■ TASK TO COMPLETE
Copy the lines below, word for word, from the first through the line containing "e.g. [[448, 207]]". Leave the pictures out.

■ Data entries
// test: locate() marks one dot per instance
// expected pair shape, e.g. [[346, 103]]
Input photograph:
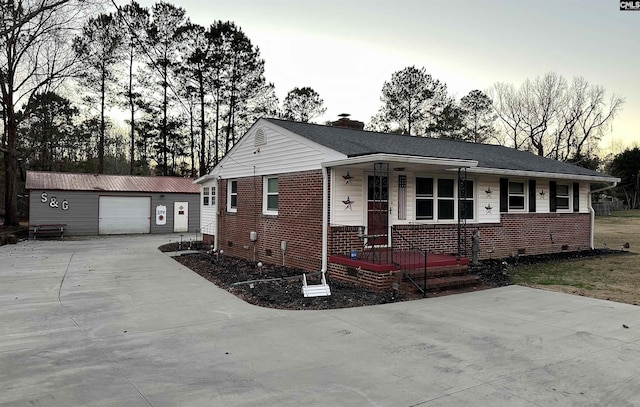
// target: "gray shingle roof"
[[355, 143]]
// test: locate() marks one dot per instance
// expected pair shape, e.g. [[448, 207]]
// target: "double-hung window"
[[424, 198], [205, 196], [562, 196], [446, 199], [270, 201], [436, 199], [466, 200], [516, 196], [232, 198]]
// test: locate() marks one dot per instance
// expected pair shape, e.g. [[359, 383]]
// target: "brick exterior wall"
[[517, 234], [525, 233], [370, 279], [299, 221]]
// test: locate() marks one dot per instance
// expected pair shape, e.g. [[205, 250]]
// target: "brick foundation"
[[367, 278]]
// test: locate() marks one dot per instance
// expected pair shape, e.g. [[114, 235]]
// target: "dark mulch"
[[280, 287], [495, 272]]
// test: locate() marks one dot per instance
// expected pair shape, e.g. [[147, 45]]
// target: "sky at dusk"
[[347, 49]]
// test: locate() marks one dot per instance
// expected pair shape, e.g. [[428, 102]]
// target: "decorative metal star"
[[347, 203]]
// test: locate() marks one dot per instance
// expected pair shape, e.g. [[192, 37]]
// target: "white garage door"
[[124, 214]]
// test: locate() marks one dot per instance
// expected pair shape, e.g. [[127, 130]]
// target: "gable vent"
[[260, 138]]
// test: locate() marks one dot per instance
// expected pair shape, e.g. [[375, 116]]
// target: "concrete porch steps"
[[441, 278]]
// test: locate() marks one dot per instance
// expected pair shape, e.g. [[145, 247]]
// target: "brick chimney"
[[344, 121]]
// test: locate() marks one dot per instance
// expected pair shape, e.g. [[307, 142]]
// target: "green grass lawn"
[[614, 277]]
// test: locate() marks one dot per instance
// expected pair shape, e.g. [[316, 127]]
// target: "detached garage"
[[91, 204]]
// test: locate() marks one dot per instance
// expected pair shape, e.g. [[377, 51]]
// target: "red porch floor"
[[381, 260]]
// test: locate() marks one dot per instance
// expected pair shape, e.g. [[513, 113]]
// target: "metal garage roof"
[[100, 182]]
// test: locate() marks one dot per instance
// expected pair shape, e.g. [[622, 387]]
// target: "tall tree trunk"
[[164, 123], [133, 122], [217, 136], [203, 141], [11, 216], [102, 125], [192, 146]]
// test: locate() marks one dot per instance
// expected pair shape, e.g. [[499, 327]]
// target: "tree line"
[[186, 93]]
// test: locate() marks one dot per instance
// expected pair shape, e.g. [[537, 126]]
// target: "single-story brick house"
[[323, 197], [98, 204]]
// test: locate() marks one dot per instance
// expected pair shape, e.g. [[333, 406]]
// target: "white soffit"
[[402, 159]]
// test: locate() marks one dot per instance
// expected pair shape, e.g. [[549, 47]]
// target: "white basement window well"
[[270, 196], [232, 195]]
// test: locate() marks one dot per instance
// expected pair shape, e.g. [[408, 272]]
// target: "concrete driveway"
[[113, 322]]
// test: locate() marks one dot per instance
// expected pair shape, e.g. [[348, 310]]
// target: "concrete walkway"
[[113, 322]]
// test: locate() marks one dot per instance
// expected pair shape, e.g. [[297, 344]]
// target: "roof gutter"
[[592, 212], [405, 159], [325, 217], [540, 174]]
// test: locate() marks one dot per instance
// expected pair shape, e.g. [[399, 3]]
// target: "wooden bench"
[[316, 290], [51, 230]]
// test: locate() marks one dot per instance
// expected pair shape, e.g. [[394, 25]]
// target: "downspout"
[[592, 212], [325, 216]]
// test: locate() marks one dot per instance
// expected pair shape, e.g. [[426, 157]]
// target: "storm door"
[[377, 210]]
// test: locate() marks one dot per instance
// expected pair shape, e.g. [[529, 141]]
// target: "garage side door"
[[124, 214]]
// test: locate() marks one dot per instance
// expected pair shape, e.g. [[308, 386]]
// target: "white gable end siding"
[[355, 190], [282, 152]]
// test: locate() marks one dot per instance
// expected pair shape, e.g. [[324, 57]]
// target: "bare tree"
[[35, 55], [302, 104], [477, 117], [552, 118], [412, 100]]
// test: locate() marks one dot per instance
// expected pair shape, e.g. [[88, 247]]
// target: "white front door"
[[181, 216]]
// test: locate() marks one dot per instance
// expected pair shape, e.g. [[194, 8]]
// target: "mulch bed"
[[280, 287]]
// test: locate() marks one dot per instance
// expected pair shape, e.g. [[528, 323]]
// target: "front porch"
[[385, 260], [406, 271]]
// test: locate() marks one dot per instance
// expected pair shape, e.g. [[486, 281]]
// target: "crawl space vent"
[[260, 138]]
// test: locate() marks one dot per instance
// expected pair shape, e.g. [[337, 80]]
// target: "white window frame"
[[425, 197], [435, 198], [266, 194], [438, 198], [231, 194], [568, 197], [517, 194], [205, 196], [471, 199]]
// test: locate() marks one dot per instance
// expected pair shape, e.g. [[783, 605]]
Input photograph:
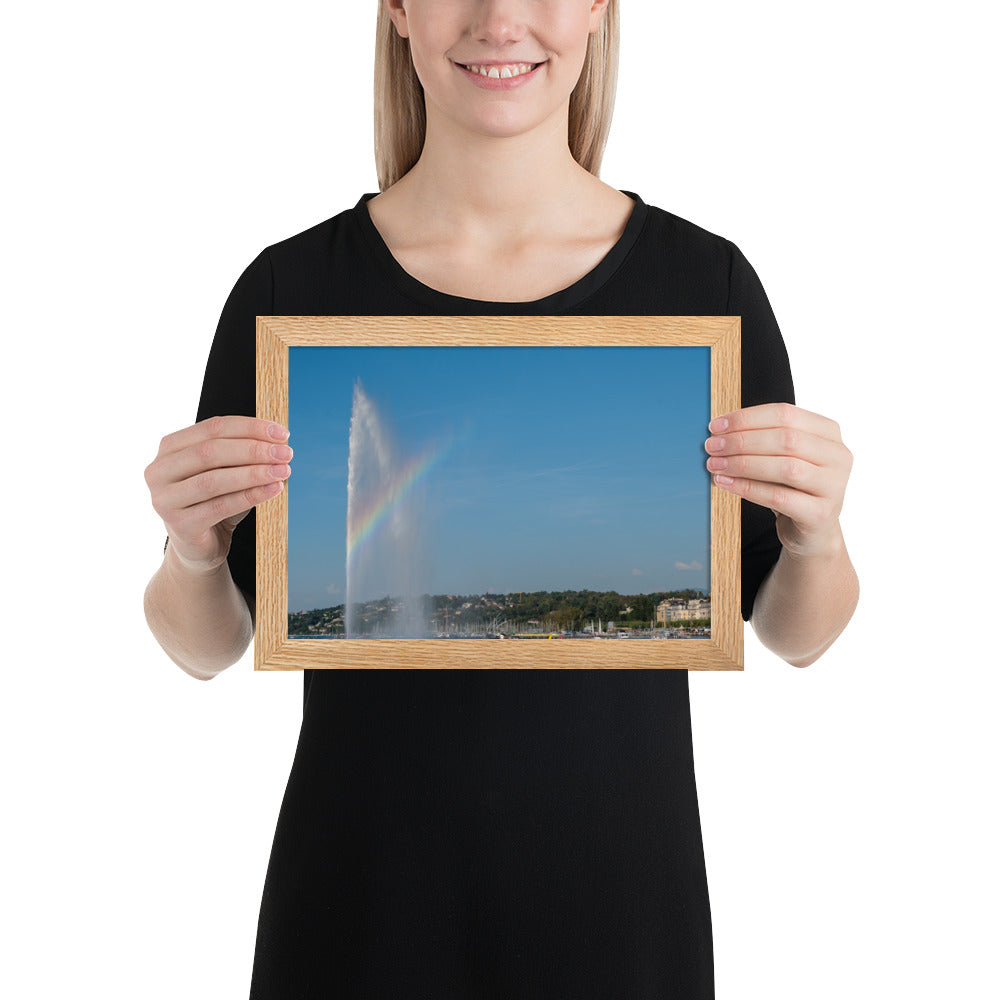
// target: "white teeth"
[[502, 72]]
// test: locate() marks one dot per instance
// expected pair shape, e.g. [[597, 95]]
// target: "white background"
[[152, 152]]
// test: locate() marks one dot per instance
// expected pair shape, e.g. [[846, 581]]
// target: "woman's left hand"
[[790, 460]]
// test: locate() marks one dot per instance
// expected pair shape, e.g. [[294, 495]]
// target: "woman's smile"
[[500, 76]]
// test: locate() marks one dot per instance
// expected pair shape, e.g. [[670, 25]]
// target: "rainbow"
[[383, 503]]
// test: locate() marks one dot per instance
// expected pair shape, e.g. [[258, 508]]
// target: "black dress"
[[481, 834]]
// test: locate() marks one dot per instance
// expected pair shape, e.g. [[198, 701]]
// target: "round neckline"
[[565, 298]]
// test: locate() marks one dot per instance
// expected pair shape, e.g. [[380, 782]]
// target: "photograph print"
[[499, 492]]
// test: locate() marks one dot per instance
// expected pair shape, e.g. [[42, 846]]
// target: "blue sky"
[[558, 468]]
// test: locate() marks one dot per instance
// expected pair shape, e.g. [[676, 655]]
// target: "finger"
[[786, 441], [194, 521], [215, 453], [776, 415], [794, 472], [214, 483], [223, 427], [804, 509]]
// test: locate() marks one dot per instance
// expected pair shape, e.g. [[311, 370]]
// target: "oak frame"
[[273, 650]]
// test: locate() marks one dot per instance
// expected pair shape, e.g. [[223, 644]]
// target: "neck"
[[486, 187]]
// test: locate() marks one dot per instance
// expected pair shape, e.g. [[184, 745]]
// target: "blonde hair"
[[401, 121]]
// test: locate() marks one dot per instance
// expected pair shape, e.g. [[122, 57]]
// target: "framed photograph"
[[498, 492]]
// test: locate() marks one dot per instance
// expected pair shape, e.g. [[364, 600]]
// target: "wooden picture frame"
[[273, 650]]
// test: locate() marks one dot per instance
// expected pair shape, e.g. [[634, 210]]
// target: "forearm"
[[805, 602], [200, 619]]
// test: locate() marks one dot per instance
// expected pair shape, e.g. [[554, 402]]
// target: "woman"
[[494, 833]]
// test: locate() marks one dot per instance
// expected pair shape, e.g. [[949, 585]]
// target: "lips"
[[497, 82]]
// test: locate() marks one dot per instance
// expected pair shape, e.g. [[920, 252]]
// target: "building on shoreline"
[[675, 609]]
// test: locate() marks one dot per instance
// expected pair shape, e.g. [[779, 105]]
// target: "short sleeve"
[[229, 386], [766, 378]]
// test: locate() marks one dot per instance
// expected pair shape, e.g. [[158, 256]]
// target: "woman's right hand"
[[206, 478]]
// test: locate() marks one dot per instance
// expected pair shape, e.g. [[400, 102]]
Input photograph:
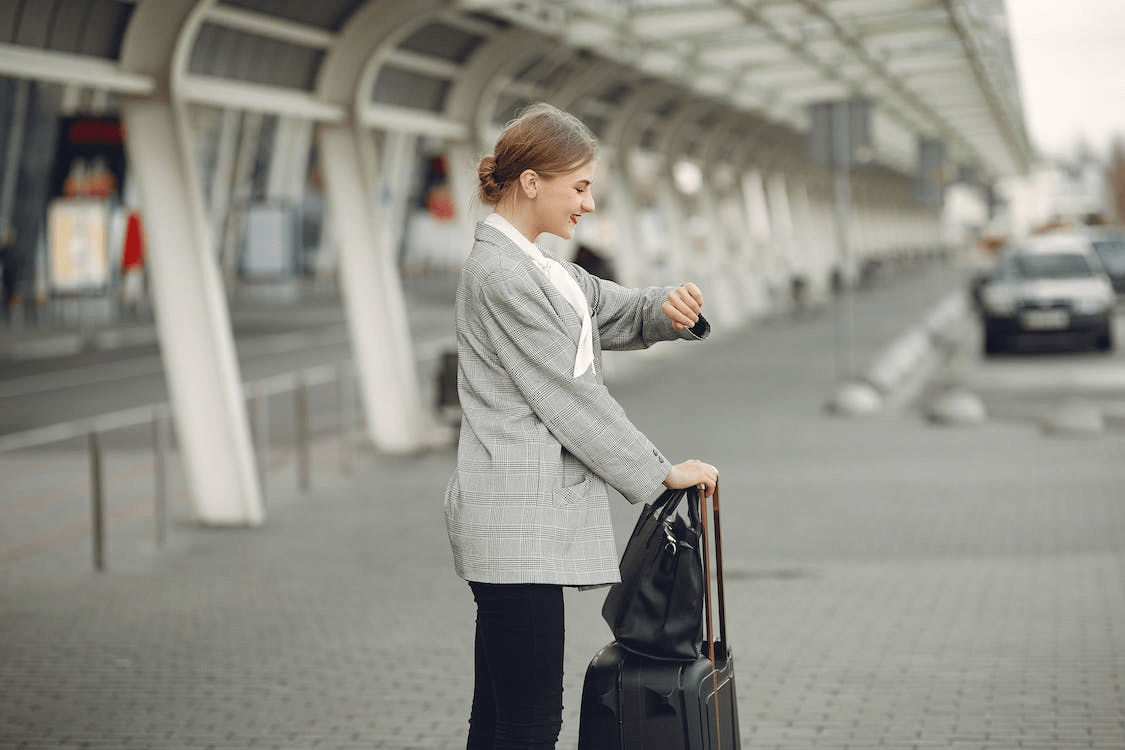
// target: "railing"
[[258, 394]]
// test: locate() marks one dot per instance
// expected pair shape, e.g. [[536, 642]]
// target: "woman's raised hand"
[[683, 306]]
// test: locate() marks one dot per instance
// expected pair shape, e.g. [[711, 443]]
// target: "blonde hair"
[[543, 138]]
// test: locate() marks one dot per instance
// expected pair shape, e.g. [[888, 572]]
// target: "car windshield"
[[1112, 253], [1050, 265]]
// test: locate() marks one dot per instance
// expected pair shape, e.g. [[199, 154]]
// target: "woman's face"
[[563, 199]]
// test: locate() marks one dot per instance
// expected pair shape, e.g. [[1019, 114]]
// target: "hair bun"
[[491, 189]]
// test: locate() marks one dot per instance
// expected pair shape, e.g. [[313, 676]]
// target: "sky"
[[1070, 57]]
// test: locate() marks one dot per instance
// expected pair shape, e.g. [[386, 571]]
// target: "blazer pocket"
[[576, 494]]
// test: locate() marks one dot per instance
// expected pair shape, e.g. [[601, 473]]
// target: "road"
[[1029, 383]]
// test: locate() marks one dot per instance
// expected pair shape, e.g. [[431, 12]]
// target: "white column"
[[628, 254], [717, 273], [197, 344], [759, 256], [371, 292], [289, 160]]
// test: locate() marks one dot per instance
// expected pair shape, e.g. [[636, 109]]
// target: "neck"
[[519, 217]]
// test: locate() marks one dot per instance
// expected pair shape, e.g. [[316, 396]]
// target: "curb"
[[903, 367]]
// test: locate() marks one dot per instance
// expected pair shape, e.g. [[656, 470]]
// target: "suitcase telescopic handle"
[[709, 599], [722, 602]]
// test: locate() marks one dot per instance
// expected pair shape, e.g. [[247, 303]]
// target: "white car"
[[1044, 287]]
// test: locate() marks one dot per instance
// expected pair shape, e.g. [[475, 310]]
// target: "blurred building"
[[280, 147]]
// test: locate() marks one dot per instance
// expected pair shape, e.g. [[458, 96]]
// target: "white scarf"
[[563, 281]]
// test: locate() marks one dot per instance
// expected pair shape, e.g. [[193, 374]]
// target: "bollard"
[[261, 401], [97, 507], [300, 399], [345, 406], [160, 473]]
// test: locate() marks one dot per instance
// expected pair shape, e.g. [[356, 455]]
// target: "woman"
[[527, 507]]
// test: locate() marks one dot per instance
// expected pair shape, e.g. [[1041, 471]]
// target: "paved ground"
[[891, 584]]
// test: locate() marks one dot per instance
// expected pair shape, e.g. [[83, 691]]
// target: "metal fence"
[[336, 380]]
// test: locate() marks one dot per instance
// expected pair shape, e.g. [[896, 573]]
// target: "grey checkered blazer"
[[528, 502]]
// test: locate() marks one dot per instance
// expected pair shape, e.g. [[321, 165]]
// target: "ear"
[[530, 182]]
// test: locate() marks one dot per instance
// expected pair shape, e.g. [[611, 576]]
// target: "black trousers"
[[518, 690]]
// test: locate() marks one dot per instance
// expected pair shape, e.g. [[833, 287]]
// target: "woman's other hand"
[[683, 306], [693, 472]]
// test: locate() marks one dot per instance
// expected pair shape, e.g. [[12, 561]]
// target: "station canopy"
[[936, 70]]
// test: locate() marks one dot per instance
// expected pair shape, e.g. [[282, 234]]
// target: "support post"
[[97, 504], [160, 473], [300, 439]]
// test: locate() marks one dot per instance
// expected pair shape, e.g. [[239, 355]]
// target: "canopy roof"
[[932, 69]]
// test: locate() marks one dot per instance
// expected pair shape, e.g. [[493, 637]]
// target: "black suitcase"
[[631, 702]]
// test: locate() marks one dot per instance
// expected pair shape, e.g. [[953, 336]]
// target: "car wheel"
[[1105, 342], [993, 343]]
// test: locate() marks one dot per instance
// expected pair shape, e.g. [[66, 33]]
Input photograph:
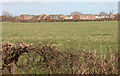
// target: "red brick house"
[[43, 16], [25, 16], [87, 17], [56, 17], [84, 17], [76, 17]]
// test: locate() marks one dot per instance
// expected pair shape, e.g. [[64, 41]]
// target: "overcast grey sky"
[[60, 0]]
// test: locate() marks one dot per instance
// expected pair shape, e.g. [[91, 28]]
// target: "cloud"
[[60, 0]]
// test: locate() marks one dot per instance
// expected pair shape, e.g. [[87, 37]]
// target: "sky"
[[59, 0]]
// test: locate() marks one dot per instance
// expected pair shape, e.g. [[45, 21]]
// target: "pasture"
[[73, 35]]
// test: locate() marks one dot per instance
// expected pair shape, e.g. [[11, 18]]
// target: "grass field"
[[74, 35]]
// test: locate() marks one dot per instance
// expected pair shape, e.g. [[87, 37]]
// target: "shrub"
[[47, 59]]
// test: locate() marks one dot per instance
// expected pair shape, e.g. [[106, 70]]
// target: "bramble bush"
[[22, 58]]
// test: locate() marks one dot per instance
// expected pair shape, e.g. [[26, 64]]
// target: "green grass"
[[73, 35]]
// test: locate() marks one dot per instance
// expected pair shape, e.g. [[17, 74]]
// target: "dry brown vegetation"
[[22, 58]]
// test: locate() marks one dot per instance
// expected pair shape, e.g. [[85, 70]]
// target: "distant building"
[[69, 17], [0, 18], [36, 17], [25, 16], [76, 17], [87, 17], [56, 16]]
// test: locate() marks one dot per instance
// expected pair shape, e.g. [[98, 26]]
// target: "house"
[[0, 18], [69, 17], [54, 17], [36, 17], [43, 17], [101, 16], [76, 17], [25, 16], [87, 17], [57, 16]]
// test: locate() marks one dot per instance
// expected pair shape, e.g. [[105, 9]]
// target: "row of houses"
[[61, 17]]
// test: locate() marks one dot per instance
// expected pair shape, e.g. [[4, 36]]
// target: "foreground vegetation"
[[76, 48], [22, 58], [74, 35]]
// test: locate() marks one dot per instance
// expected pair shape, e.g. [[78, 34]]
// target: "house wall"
[[88, 18], [76, 17], [71, 17], [23, 17], [63, 16]]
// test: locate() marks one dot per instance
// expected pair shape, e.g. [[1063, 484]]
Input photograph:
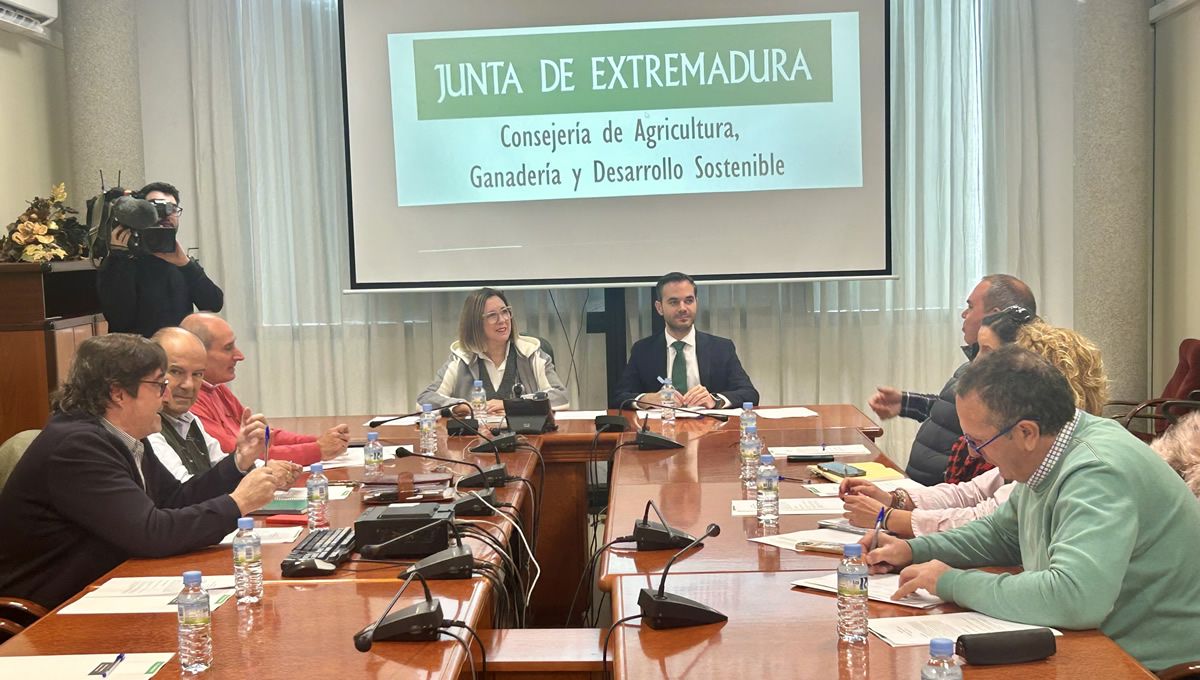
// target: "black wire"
[[466, 649], [474, 635], [604, 655]]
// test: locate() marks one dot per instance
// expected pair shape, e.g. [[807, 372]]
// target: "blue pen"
[[113, 666]]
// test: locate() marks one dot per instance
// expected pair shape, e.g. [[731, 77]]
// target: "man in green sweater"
[[1108, 535]]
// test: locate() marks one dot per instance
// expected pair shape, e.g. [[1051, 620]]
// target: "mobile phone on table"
[[841, 469]]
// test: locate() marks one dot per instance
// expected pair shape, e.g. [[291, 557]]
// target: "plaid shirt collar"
[[1056, 450]]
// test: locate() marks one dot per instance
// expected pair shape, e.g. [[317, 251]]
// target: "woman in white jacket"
[[490, 349]]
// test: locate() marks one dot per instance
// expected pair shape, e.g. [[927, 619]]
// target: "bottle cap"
[[941, 647]]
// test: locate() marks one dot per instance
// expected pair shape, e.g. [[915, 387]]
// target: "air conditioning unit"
[[30, 17]]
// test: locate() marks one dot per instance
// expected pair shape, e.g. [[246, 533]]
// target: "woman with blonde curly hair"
[[948, 505]]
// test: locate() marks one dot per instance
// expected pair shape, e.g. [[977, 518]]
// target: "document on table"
[[83, 666], [787, 541], [913, 631], [352, 458], [792, 506], [786, 411], [145, 595], [403, 421], [579, 415], [825, 450], [831, 488], [880, 588], [269, 535], [339, 492]]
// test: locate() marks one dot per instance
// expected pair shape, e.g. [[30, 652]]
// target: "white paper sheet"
[[792, 506], [786, 411], [787, 541], [880, 588], [400, 422], [69, 666], [827, 450], [831, 488], [269, 535], [913, 631], [147, 595]]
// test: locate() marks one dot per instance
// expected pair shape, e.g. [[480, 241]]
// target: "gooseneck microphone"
[[661, 609], [418, 623]]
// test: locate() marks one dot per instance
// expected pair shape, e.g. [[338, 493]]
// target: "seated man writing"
[[87, 495], [221, 411], [1107, 533]]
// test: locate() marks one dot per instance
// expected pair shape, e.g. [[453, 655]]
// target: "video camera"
[[149, 222]]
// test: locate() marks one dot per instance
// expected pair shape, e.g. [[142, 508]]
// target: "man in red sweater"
[[220, 410]]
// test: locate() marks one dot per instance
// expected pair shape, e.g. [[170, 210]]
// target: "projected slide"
[[702, 106]]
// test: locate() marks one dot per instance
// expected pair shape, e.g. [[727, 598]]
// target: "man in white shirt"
[[183, 445], [703, 368]]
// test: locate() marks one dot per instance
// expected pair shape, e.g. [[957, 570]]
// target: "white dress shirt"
[[167, 455]]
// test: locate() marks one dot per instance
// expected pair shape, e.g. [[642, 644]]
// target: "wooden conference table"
[[774, 630]]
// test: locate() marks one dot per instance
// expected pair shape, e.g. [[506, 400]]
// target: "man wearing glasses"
[[141, 294], [1108, 535], [87, 495]]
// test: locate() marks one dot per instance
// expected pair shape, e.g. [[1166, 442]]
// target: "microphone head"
[[363, 639]]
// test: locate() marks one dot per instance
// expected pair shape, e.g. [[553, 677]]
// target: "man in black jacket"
[[143, 293], [936, 413], [703, 368], [88, 493]]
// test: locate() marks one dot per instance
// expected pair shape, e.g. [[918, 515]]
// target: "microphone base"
[[495, 475], [455, 561], [675, 612], [654, 536], [471, 506], [505, 444], [419, 623], [651, 441]]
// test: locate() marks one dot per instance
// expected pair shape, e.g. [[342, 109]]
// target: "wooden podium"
[[46, 311]]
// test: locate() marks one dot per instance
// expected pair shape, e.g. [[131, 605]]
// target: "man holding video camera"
[[148, 282]]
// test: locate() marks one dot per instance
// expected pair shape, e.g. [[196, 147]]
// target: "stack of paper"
[[912, 631], [880, 588], [792, 506], [145, 595]]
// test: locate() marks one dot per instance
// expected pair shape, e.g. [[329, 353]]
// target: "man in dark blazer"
[[703, 368]]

■ WRITTEN ANSWER
// test: locate() marks one dot per instance
// expected pair shape, e.g. [[346, 103]]
Input photograph:
// target: "gray shingle roof"
[[355, 143]]
// test: locate() marks one dot per instance
// expected pair shape, e.g. [[448, 207]]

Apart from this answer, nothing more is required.